EXERCISE
From the listing below, filter out every line that contains the word "dress" and copy those lines.

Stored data
* BEGIN *

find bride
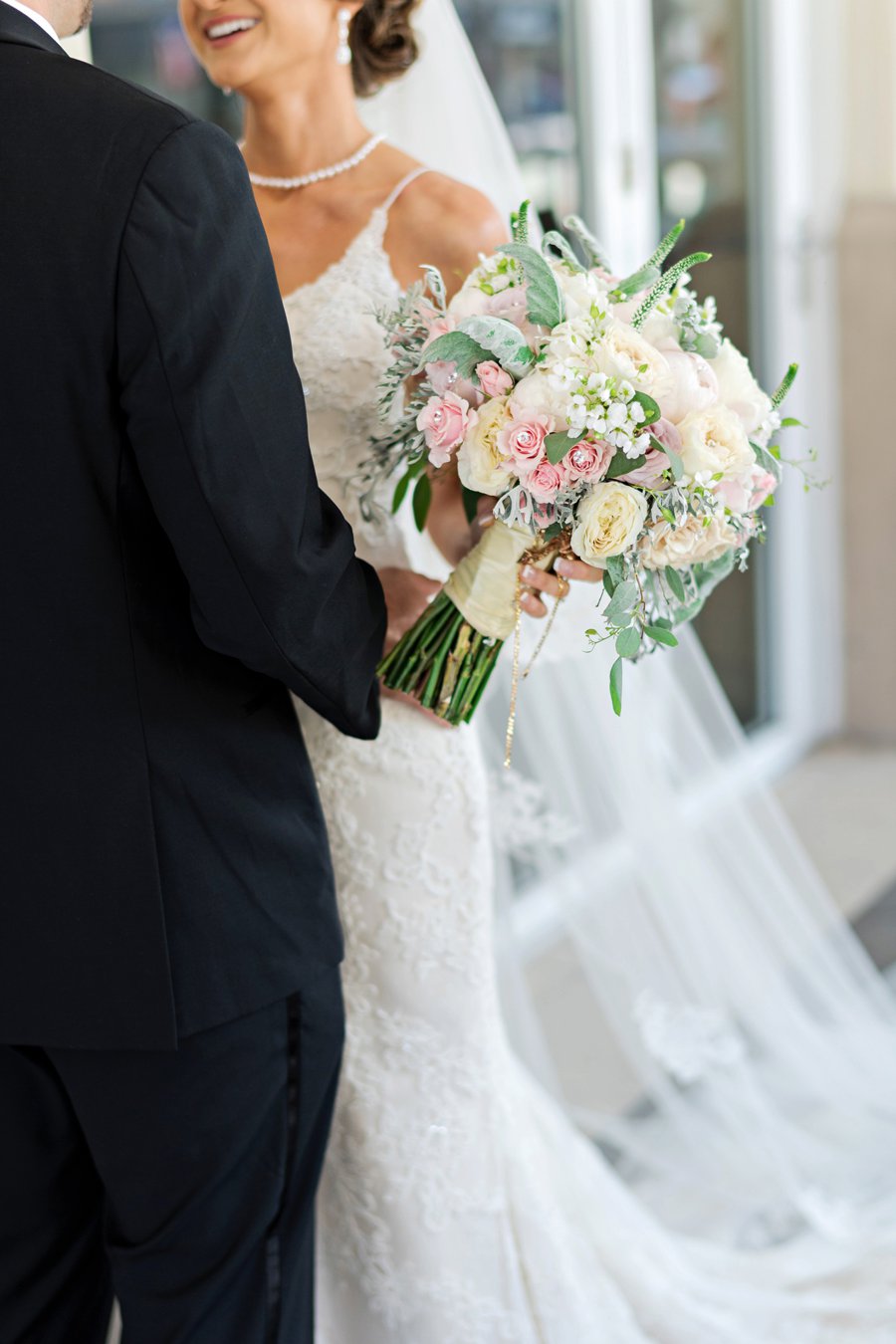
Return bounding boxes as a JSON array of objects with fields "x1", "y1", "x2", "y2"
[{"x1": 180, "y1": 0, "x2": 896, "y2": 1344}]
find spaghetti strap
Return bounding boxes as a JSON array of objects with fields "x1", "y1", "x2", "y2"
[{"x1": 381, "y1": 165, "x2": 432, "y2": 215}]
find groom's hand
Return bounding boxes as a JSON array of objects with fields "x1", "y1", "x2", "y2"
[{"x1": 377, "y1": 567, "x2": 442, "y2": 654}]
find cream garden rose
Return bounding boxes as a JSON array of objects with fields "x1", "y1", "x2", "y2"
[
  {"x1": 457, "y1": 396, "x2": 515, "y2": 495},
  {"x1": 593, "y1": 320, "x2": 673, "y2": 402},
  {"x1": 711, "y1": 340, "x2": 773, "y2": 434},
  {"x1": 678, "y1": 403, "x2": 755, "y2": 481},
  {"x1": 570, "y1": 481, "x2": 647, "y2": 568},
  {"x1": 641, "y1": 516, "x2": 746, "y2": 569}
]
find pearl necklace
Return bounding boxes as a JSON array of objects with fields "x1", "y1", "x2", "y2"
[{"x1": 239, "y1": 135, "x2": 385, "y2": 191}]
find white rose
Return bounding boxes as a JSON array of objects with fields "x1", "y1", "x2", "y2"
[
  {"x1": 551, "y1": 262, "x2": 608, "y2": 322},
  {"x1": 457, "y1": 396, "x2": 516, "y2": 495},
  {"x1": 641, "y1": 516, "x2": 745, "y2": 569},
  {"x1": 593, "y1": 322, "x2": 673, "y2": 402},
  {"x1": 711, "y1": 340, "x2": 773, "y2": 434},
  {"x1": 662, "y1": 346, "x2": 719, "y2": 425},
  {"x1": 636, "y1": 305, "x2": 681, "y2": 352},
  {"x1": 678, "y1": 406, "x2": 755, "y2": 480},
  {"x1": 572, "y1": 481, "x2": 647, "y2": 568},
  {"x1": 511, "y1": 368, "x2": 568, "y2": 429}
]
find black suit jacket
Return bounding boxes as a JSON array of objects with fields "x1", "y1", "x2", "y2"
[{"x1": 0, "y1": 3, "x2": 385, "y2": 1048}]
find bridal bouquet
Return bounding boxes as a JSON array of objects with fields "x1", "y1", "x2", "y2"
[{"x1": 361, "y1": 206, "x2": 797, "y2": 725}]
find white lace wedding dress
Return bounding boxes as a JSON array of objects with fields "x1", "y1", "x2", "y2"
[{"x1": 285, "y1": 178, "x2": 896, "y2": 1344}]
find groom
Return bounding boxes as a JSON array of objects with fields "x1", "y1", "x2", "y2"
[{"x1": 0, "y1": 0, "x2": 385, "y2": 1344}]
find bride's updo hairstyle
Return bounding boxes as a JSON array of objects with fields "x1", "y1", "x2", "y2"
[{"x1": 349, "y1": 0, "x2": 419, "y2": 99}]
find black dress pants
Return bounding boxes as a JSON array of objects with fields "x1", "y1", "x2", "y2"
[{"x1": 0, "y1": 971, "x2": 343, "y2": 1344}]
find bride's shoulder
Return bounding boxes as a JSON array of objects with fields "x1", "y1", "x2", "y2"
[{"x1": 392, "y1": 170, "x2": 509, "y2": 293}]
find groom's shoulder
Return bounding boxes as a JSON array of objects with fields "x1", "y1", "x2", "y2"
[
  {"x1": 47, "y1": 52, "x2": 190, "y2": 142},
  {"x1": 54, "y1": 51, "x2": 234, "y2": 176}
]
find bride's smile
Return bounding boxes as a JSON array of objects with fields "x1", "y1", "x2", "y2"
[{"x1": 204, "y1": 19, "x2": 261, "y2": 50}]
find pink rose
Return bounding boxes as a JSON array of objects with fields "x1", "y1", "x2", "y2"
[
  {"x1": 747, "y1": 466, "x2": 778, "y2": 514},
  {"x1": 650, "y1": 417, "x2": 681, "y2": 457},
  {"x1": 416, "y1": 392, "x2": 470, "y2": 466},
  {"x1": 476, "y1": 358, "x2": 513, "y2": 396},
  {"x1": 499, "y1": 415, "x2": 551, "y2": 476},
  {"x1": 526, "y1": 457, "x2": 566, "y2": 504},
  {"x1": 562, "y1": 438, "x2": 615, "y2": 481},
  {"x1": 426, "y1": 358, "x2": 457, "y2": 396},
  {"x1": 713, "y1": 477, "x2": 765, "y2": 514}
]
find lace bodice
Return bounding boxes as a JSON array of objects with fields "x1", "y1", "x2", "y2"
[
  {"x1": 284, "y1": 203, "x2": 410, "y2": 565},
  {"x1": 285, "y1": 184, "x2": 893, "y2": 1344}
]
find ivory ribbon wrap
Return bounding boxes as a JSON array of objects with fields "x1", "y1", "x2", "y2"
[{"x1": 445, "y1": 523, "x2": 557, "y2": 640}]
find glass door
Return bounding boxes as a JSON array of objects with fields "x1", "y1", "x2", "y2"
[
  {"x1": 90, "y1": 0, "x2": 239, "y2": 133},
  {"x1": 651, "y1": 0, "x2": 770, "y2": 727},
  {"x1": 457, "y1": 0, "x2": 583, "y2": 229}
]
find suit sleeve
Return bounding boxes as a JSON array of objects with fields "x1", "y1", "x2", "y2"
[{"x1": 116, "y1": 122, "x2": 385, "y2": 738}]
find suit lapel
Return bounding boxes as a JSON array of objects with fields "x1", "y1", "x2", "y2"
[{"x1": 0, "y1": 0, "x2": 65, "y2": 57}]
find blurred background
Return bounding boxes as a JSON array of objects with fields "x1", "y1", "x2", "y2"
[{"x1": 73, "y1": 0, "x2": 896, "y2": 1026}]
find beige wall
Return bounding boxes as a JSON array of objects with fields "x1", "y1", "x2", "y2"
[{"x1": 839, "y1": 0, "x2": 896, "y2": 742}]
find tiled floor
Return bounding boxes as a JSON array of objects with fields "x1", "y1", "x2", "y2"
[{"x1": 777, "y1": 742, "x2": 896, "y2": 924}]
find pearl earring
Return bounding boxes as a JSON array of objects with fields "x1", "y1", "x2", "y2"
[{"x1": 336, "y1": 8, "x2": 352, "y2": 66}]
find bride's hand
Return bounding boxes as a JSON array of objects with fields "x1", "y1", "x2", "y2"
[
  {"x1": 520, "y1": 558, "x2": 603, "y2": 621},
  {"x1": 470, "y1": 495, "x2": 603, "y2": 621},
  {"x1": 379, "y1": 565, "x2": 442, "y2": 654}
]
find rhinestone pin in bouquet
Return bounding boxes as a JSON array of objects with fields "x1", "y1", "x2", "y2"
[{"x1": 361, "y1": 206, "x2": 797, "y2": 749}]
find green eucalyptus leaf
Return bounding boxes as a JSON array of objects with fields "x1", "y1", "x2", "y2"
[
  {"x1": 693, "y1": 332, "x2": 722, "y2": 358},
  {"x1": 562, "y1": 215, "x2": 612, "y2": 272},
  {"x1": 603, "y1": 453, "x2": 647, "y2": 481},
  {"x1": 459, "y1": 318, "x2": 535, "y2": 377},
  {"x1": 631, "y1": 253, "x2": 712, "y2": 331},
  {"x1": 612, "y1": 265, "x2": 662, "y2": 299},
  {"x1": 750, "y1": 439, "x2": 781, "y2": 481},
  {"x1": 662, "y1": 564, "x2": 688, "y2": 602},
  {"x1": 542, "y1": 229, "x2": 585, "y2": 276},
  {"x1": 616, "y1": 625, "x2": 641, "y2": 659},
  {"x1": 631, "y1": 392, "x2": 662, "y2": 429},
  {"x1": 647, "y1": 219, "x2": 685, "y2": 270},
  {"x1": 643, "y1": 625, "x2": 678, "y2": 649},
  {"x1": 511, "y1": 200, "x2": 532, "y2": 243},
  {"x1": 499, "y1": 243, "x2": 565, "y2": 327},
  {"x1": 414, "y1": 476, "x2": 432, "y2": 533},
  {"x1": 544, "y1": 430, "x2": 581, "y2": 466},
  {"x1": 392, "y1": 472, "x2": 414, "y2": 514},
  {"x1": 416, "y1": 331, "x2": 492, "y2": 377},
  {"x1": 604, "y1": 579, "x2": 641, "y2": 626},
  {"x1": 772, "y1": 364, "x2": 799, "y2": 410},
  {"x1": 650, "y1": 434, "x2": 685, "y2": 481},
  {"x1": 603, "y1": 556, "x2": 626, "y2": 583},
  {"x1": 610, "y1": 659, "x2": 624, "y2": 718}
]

* END *

THE SOLUTION
find white lace wedding dress
find black dress pants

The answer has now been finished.